→ **Source passage**
-*-

But what about routine invoices that are submitted to the Government which do not contain an “objectively false” statement, but where the contractor knows that it has failed to comply with a material provision of a government contract? In other words, are the company’s actions a breach of contract, or a violation of the False Claims Act? The Fourth Circuit recently joined some other circuits in declaring that such invoices, although not actually certified, had “implied certification” and were false claims under the False Claims Act. United States v. Triple Canopy, Inc ex rel Badr. Nos. 13-2190, 13-2191 (Fourth Cir. Jan. 8, 2015).


In Triple Canopy, the Government awarded a fixed price contract for security guard services in Iraq. The contract required that all employees receive initial training on the weapon they carried, and that they had qualified on a U.S. Army qualification course, by meeting a marksmanship score of 23 out of 40. The contractor was to maintain qualifying scores in personnel files for one year. There was nothing in the contract which conditioned payment on compliance with these requirements.

-*-

→ **Provided data**
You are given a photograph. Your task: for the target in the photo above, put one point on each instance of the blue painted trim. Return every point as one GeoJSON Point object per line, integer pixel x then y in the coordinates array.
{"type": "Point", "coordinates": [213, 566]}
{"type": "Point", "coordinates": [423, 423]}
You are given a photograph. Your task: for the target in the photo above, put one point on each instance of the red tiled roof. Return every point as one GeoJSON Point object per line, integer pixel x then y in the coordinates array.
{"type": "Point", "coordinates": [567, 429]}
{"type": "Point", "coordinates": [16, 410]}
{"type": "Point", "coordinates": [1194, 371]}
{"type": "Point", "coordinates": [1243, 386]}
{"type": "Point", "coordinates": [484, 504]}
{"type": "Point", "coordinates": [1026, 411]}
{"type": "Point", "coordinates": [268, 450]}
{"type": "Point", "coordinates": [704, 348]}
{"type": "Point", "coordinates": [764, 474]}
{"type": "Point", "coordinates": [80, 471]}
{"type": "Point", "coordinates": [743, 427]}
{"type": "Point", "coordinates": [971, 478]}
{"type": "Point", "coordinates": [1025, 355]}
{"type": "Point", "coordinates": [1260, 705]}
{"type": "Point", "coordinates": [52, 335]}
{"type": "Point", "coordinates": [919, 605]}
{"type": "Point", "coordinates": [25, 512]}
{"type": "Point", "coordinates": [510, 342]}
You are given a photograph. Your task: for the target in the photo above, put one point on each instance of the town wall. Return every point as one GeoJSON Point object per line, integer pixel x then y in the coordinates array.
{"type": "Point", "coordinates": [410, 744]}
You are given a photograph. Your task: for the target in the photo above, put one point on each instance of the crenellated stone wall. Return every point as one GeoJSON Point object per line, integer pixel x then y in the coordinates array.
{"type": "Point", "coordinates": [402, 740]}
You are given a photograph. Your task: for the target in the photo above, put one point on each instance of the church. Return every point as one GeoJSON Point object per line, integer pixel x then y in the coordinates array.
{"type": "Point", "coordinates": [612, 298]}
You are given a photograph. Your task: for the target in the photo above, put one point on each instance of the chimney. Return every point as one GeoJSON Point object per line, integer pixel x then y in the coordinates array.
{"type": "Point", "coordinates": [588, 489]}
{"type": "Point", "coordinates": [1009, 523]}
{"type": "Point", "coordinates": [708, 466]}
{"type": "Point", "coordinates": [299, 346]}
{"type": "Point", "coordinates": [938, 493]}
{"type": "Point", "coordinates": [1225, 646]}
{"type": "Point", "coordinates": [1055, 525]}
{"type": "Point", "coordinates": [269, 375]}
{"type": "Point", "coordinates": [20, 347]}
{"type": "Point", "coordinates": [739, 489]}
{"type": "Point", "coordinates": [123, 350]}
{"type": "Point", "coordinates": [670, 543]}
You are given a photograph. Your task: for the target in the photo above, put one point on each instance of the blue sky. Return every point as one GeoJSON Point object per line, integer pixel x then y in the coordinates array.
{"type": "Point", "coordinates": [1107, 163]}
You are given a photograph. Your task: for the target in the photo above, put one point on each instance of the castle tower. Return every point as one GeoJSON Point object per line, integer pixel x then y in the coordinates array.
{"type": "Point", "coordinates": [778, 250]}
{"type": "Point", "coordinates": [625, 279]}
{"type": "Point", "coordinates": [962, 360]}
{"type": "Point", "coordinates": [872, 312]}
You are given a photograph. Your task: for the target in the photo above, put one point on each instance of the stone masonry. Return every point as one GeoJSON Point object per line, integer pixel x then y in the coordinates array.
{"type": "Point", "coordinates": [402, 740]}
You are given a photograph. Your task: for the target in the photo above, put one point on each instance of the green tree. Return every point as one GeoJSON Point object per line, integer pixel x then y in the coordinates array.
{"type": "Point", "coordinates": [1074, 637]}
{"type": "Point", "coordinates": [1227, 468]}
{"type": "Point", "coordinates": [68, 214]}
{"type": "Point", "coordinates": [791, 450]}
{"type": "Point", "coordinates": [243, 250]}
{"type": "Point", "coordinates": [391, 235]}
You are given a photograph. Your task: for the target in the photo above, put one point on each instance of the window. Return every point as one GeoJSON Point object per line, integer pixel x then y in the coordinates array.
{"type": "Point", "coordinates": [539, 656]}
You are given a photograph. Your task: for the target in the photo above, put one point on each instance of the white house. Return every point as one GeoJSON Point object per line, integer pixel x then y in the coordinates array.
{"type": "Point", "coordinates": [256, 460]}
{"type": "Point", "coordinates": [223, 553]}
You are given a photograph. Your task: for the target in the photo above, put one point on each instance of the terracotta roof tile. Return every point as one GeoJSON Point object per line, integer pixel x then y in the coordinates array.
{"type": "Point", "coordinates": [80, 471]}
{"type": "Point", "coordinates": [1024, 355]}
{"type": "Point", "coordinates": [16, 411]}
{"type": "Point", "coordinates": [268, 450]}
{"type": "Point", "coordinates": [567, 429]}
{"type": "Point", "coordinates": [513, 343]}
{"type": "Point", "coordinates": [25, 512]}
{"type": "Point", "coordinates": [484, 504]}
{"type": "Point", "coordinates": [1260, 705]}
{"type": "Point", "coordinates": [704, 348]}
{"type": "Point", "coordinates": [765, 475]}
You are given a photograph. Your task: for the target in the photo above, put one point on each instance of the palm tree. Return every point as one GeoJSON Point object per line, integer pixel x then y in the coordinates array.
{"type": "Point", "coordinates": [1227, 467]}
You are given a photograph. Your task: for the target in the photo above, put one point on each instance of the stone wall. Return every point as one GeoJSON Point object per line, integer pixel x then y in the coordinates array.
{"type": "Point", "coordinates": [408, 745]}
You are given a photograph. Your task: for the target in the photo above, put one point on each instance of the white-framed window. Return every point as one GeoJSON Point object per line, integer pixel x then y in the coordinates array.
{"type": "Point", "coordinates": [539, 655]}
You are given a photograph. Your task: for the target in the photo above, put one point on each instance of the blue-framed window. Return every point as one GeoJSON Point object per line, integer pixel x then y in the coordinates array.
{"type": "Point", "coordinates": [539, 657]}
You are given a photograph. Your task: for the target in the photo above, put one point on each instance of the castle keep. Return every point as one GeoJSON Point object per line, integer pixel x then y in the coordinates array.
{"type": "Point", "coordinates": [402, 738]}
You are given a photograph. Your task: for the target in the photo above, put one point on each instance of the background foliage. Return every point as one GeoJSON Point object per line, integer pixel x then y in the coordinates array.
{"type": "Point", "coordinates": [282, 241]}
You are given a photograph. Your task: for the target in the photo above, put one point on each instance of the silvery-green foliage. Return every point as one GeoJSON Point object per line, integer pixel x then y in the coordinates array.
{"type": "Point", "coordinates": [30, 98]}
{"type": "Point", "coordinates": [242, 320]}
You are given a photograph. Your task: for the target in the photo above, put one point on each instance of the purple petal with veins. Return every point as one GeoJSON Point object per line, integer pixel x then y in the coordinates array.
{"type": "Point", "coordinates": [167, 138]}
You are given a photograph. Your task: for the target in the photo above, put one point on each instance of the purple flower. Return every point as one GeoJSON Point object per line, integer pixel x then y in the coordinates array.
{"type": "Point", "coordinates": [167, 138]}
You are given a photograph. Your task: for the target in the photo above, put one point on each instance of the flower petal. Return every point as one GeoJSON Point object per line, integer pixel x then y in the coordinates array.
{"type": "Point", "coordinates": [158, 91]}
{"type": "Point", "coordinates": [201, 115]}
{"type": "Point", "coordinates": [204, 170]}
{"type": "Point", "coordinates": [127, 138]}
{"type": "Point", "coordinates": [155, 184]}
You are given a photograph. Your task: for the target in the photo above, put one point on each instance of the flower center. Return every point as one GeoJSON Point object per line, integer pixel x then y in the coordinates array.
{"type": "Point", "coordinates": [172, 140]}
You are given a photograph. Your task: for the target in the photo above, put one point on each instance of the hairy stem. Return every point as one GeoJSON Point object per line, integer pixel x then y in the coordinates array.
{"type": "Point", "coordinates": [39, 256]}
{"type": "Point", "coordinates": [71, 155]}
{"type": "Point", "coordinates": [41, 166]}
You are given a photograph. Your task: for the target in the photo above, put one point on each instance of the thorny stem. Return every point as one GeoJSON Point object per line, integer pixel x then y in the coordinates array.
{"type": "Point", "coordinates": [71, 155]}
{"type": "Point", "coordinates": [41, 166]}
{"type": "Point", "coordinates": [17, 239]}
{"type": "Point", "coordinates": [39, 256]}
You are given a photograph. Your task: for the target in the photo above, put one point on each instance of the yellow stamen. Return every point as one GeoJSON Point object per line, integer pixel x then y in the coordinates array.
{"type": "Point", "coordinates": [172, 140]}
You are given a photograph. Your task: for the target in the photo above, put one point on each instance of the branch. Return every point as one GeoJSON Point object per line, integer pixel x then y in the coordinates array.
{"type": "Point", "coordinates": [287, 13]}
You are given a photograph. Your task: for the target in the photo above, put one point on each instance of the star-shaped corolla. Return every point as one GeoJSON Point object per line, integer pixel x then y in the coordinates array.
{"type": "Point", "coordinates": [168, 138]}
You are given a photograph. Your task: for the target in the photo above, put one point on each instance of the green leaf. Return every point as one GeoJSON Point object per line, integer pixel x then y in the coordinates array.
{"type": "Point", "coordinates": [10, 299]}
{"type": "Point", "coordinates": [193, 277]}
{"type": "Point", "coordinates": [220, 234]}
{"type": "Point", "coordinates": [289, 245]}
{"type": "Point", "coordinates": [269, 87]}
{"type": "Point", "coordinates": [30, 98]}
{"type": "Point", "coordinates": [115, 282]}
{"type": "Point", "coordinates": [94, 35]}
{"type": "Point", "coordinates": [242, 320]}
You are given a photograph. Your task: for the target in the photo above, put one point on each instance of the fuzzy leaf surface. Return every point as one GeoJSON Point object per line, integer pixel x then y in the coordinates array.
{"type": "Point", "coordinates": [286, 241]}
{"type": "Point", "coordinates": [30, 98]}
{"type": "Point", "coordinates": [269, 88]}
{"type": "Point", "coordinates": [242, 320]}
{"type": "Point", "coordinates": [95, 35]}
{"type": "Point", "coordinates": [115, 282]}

-*-

→ **Objective**
Extract, word for word, the part of the False Claims Act passage that opens with the words containing "But what about" and closes with "Jan. 8, 2015).". The records aren't needed here.

→ **The solution**
But what about routine invoices that are submitted to the Government which do not contain an “objectively false” statement, but where the contractor knows that it has failed to comply with a material provision of a government contract? In other words, are the company’s actions a breach of contract, or a violation of the False Claims Act? The Fourth Circuit recently joined some other circuits in declaring that such invoices, although not actually certified, had “implied certification” and were false claims under the False Claims Act. United States v. Triple Canopy, Inc ex rel Badr. Nos. 13-2190, 13-2191 (Fourth Cir. Jan. 8, 2015).